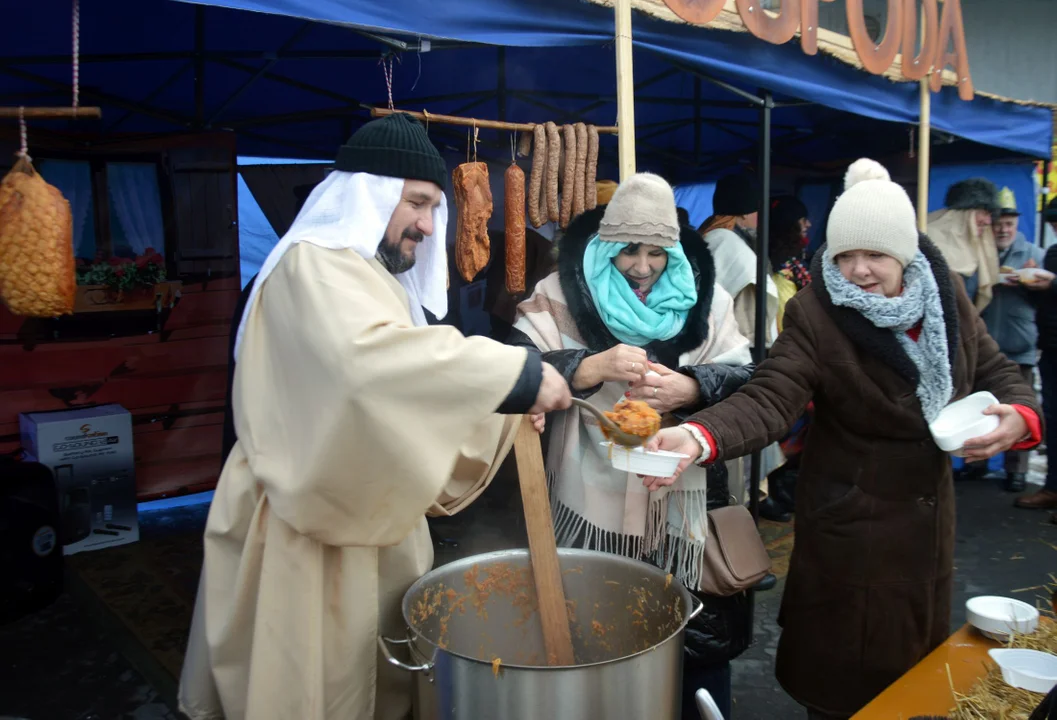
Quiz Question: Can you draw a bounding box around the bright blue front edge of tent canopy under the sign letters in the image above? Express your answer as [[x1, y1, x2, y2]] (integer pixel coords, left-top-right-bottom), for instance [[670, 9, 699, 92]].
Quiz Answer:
[[177, 0, 1053, 158]]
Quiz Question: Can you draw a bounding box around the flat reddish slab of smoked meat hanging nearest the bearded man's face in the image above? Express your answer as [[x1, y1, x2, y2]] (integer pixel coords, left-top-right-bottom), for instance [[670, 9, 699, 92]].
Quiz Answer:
[[451, 163, 492, 282]]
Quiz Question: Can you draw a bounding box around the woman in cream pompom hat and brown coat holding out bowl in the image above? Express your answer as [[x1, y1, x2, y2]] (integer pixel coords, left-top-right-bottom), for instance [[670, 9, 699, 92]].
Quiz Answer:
[[645, 160, 1041, 718]]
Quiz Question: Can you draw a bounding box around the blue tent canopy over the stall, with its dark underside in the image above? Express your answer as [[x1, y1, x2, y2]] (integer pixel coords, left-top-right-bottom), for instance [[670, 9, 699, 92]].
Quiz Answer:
[[0, 0, 1053, 182]]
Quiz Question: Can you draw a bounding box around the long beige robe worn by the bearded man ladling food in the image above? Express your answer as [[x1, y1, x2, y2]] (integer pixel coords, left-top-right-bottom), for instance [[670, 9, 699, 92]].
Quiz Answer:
[[180, 243, 526, 720]]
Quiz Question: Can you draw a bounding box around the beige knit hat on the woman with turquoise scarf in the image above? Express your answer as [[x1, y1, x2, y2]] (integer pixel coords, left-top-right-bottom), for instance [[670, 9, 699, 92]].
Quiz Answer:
[[598, 172, 679, 247]]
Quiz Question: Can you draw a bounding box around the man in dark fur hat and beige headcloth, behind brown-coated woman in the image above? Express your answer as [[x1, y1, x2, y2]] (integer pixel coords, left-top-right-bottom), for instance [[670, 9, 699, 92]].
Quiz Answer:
[[928, 178, 999, 310]]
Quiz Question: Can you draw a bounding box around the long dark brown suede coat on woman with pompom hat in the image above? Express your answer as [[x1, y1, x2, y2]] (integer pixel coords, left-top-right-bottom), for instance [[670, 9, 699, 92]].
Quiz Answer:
[[690, 237, 1042, 715]]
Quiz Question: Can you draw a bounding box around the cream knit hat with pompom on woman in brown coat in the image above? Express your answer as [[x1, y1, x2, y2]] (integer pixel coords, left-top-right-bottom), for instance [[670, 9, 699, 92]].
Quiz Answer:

#### INSTRUCTIONS TO FOLLOW:
Find and copy each line of the material that holds the word "tent".

#### EXPECTED ANSWER:
Quiz Question: Can you draw a bounding box around the bright blue front edge of tent canopy under the sign letters in the image above? Express your answer as [[x1, y1, x2, y2]] (integer pixel coords, left-top-right-bottom), for instance [[670, 9, 699, 92]].
Quiz Question: Can you draw a bounding box around the blue tent canopy over the stall, with its dark underside in the image above? Express your answer as [[x1, y1, x2, y2]] (integer pixel coords, left-top-right-bottom), for instance [[670, 9, 699, 92]].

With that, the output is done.